SET EXERCISE:
Print all the records exactly, please.

Stored dataset items
• • • • • • •

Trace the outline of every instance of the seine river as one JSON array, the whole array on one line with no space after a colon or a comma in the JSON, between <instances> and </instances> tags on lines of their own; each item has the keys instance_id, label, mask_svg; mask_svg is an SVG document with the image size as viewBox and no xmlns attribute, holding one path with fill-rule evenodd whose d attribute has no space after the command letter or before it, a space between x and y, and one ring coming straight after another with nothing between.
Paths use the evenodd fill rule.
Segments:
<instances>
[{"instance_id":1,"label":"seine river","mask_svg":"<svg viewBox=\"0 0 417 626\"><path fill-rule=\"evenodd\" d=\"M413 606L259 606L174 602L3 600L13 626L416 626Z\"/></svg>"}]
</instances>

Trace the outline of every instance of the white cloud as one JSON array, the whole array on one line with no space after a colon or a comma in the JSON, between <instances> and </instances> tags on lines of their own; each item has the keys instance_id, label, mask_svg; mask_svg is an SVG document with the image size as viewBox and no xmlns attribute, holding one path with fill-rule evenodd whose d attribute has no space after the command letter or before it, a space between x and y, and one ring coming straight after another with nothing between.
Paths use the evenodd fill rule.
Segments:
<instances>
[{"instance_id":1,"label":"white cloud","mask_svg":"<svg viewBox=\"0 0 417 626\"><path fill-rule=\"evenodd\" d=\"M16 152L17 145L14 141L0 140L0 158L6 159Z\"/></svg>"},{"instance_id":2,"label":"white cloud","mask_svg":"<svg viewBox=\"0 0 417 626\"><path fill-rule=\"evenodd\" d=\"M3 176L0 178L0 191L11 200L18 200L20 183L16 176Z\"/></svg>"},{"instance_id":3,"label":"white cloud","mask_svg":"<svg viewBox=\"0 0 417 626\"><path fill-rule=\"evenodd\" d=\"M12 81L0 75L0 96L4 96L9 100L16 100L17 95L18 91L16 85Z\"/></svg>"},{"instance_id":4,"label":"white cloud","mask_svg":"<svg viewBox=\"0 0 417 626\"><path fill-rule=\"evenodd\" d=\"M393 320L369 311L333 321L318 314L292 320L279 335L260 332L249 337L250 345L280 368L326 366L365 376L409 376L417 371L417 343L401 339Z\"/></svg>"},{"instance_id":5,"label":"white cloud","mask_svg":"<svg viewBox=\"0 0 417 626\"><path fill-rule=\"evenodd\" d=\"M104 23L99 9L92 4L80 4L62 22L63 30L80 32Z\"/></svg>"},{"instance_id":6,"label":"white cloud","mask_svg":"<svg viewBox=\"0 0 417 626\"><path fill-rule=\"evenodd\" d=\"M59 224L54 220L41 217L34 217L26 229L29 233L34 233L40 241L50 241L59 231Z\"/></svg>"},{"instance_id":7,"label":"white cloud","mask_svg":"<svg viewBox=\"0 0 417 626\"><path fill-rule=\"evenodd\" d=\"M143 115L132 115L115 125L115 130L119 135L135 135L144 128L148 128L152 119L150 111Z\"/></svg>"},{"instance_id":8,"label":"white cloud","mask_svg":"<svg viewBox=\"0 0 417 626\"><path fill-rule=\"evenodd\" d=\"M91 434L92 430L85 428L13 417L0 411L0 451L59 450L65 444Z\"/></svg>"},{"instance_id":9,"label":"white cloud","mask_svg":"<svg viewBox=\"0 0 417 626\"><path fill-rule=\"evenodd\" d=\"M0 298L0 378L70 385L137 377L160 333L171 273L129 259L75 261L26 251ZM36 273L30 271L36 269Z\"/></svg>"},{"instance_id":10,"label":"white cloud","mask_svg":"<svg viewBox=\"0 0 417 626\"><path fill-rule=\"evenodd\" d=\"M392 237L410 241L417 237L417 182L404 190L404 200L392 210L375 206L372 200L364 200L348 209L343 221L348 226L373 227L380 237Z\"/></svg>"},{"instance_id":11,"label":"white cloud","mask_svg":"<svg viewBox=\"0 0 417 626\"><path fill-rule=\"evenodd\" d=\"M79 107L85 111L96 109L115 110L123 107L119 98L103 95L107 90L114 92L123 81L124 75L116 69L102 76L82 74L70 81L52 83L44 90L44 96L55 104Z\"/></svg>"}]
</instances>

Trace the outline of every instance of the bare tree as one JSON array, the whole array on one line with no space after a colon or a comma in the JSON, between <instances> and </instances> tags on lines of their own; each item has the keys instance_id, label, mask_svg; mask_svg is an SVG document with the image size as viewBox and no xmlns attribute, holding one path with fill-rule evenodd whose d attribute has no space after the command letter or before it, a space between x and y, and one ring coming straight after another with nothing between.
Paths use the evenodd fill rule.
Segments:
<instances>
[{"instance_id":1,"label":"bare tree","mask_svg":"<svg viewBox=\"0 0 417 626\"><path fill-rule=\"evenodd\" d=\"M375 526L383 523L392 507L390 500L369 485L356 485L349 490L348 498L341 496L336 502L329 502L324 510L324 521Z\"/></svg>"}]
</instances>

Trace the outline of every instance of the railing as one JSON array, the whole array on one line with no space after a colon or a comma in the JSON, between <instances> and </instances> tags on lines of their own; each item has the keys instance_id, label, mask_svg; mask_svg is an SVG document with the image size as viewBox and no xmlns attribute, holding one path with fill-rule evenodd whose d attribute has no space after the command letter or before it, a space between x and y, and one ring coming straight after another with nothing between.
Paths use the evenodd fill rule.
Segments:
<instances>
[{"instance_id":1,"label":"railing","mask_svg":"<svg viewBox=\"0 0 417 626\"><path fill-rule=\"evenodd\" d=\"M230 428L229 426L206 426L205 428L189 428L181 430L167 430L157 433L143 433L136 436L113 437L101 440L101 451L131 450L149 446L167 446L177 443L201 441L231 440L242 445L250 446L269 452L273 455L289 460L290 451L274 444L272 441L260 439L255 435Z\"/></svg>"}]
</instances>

• • • • • • •

OUTPUT FOR THIS EXERCISE:
Trace the outline of every instance of the seine river as one JSON array, the whole array on one line with no space after a colon or a comma in the JSON, between <instances> and </instances> tags on lines of their own; each item has the keys instance_id, label, mask_svg; mask_svg is an SVG document with the image size as viewBox and no xmlns attribute, holding one path with fill-rule evenodd whose d attribute has no space after the command letter or before it, a space between x and y, and one ring coming straight after another with nothing between.
Paths use the evenodd fill rule.
Segments:
<instances>
[{"instance_id":1,"label":"seine river","mask_svg":"<svg viewBox=\"0 0 417 626\"><path fill-rule=\"evenodd\" d=\"M413 606L259 606L174 602L3 600L13 626L416 626Z\"/></svg>"}]
</instances>

Trace the outline of every instance of the white cloud as one JSON array, the whole array on one line with no space after a colon or a comma in the JSON, between <instances> and </instances> tags on lines of their own; each item has the keys instance_id, label, mask_svg; mask_svg is an SVG document with the image size as viewBox and no xmlns attribute, holding one path with fill-rule evenodd whose d attribute has no space after the command letter or before it, a space between x and y, and one ring coming straight after another with nothing between.
Paths use the evenodd fill rule.
Segments:
<instances>
[{"instance_id":1,"label":"white cloud","mask_svg":"<svg viewBox=\"0 0 417 626\"><path fill-rule=\"evenodd\" d=\"M16 152L17 145L14 141L0 140L0 158L6 159Z\"/></svg>"},{"instance_id":2,"label":"white cloud","mask_svg":"<svg viewBox=\"0 0 417 626\"><path fill-rule=\"evenodd\" d=\"M3 176L0 178L0 191L11 200L18 200L20 183L16 176Z\"/></svg>"},{"instance_id":3,"label":"white cloud","mask_svg":"<svg viewBox=\"0 0 417 626\"><path fill-rule=\"evenodd\" d=\"M12 81L0 75L0 96L4 96L9 100L16 100L17 95L18 91L16 85Z\"/></svg>"},{"instance_id":4,"label":"white cloud","mask_svg":"<svg viewBox=\"0 0 417 626\"><path fill-rule=\"evenodd\" d=\"M393 320L369 311L333 321L318 314L292 320L279 335L260 332L249 337L250 345L280 368L326 366L365 376L409 376L417 371L417 343L401 339Z\"/></svg>"},{"instance_id":5,"label":"white cloud","mask_svg":"<svg viewBox=\"0 0 417 626\"><path fill-rule=\"evenodd\" d=\"M104 23L99 9L92 4L80 4L62 22L63 30L80 32Z\"/></svg>"},{"instance_id":6,"label":"white cloud","mask_svg":"<svg viewBox=\"0 0 417 626\"><path fill-rule=\"evenodd\" d=\"M59 224L54 220L41 217L34 217L26 229L29 233L34 233L40 241L50 241L59 231Z\"/></svg>"},{"instance_id":7,"label":"white cloud","mask_svg":"<svg viewBox=\"0 0 417 626\"><path fill-rule=\"evenodd\" d=\"M143 115L132 115L115 125L115 130L119 135L135 135L144 128L148 128L152 119L150 111Z\"/></svg>"},{"instance_id":8,"label":"white cloud","mask_svg":"<svg viewBox=\"0 0 417 626\"><path fill-rule=\"evenodd\" d=\"M91 434L92 430L85 428L13 417L0 411L0 451L59 450L65 444Z\"/></svg>"},{"instance_id":9,"label":"white cloud","mask_svg":"<svg viewBox=\"0 0 417 626\"><path fill-rule=\"evenodd\" d=\"M0 298L0 378L70 385L137 377L160 333L171 273L129 259L75 261L26 251ZM36 273L30 271L36 269Z\"/></svg>"},{"instance_id":10,"label":"white cloud","mask_svg":"<svg viewBox=\"0 0 417 626\"><path fill-rule=\"evenodd\" d=\"M392 237L410 241L417 237L417 182L404 190L404 200L392 210L375 206L372 200L364 200L348 209L343 221L348 226L373 227L380 237Z\"/></svg>"},{"instance_id":11,"label":"white cloud","mask_svg":"<svg viewBox=\"0 0 417 626\"><path fill-rule=\"evenodd\" d=\"M79 107L85 111L96 109L115 110L123 107L119 98L103 95L107 90L114 92L123 81L124 75L116 69L102 76L82 74L70 81L52 83L44 90L44 96L55 104Z\"/></svg>"}]
</instances>

Trace the outline of every instance of the bare tree as one JSON array, the whole array on one line with no space after a colon or a comma in the JSON, between <instances> and </instances> tags on lines of their own; each item has the keys instance_id, label, mask_svg; mask_svg is an SVG document with the image size as viewBox and no xmlns attribute, holding one path with fill-rule evenodd whose d attribute has no space after the command letter or before it, a space between x and y, and one ring coming straight after another with nothing between.
Paths use the evenodd fill rule.
Segments:
<instances>
[{"instance_id":1,"label":"bare tree","mask_svg":"<svg viewBox=\"0 0 417 626\"><path fill-rule=\"evenodd\" d=\"M375 526L383 523L392 507L390 500L369 485L356 485L349 490L348 498L341 496L336 502L329 502L324 510L324 521Z\"/></svg>"}]
</instances>

Trace the outline of every instance of the railing as one JSON array, the whole array on one line with no space after a colon or a comma in the JSON, between <instances> and </instances> tags on lines of their own; each item has the keys instance_id, label, mask_svg; mask_svg is an SVG document with the image size as viewBox and no xmlns attribute, holding one path with fill-rule evenodd whose d attribute has no space after the command letter or before it, a space between x and y, and one ring coming straight after another with nothing between.
Paths use the evenodd fill rule.
Segments:
<instances>
[{"instance_id":1,"label":"railing","mask_svg":"<svg viewBox=\"0 0 417 626\"><path fill-rule=\"evenodd\" d=\"M230 428L229 426L206 426L205 428L189 428L181 430L167 430L157 433L143 433L136 436L113 437L101 440L101 451L131 450L149 446L167 446L177 443L201 441L231 440L242 445L250 446L269 452L273 455L289 460L290 451L274 444L272 441L260 439L255 435Z\"/></svg>"}]
</instances>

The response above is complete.